Assigned task: Starting at the line that contains "Could you please point out the signboard", return every line through the end of the entries below, exactly and with nothing else.

(Point-per-instance localization data)
···

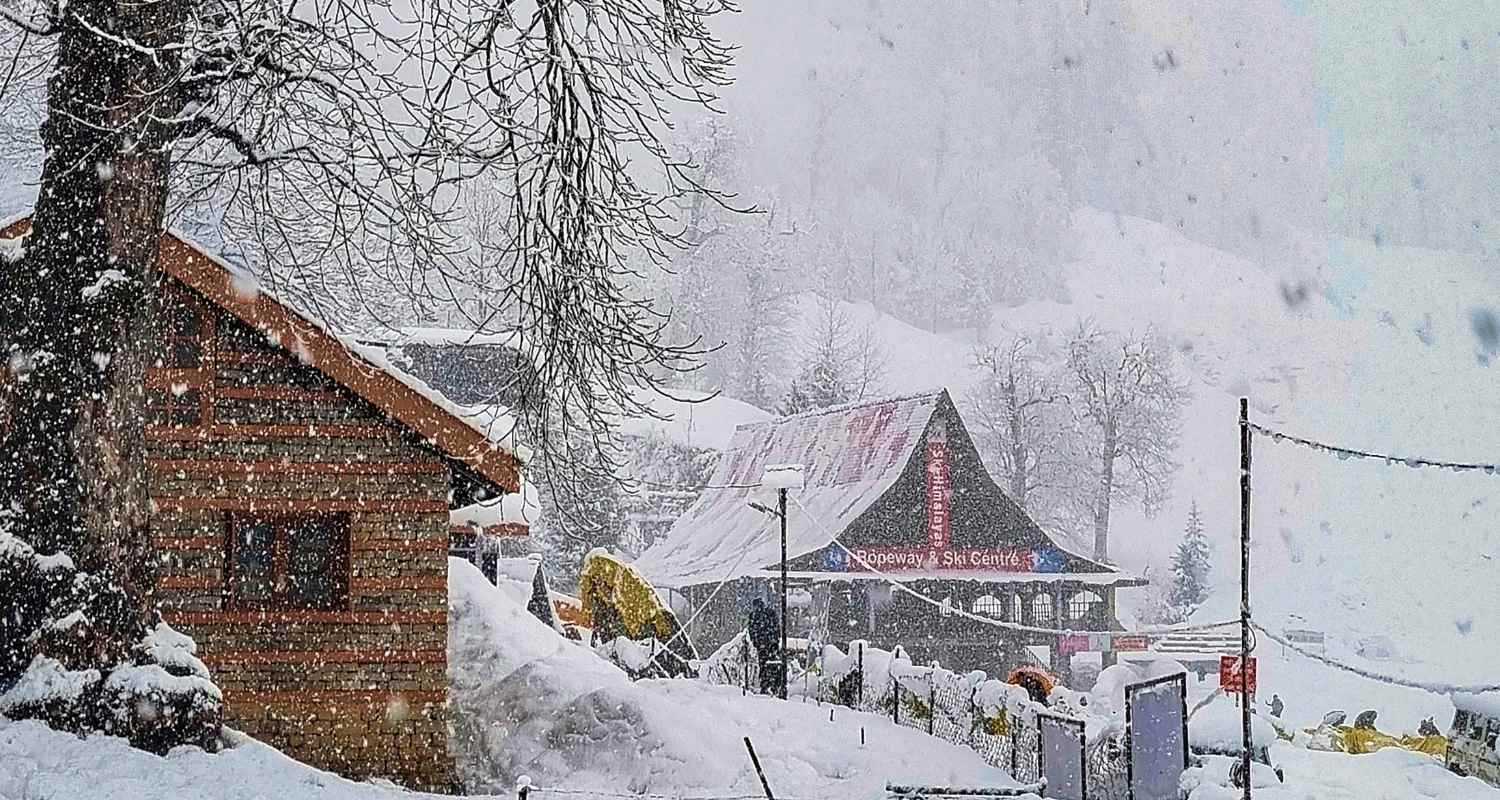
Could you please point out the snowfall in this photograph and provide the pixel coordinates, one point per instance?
(536, 707)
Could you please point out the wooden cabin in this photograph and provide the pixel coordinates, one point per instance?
(303, 491)
(899, 484)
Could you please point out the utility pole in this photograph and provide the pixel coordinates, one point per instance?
(1244, 590)
(780, 508)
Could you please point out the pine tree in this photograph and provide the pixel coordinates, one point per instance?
(1190, 568)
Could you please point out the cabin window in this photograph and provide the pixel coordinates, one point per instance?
(185, 333)
(288, 560)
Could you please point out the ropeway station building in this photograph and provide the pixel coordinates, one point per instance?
(899, 484)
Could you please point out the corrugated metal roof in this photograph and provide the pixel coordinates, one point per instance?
(852, 455)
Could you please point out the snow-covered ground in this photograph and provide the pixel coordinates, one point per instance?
(534, 704)
(1386, 775)
(1380, 348)
(38, 763)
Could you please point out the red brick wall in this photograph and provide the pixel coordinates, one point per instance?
(360, 689)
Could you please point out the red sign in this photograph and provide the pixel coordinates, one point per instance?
(990, 560)
(1230, 679)
(938, 511)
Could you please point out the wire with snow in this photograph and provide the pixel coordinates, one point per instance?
(1370, 674)
(981, 619)
(1389, 460)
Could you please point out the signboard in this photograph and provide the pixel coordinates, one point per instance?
(1230, 679)
(938, 494)
(972, 560)
(1157, 737)
(1062, 757)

···

Final answer:
Could you please point out the signboard in this photograph and provide the pixel coordinates, one point per instance?
(1230, 679)
(938, 494)
(972, 560)
(1157, 737)
(1062, 757)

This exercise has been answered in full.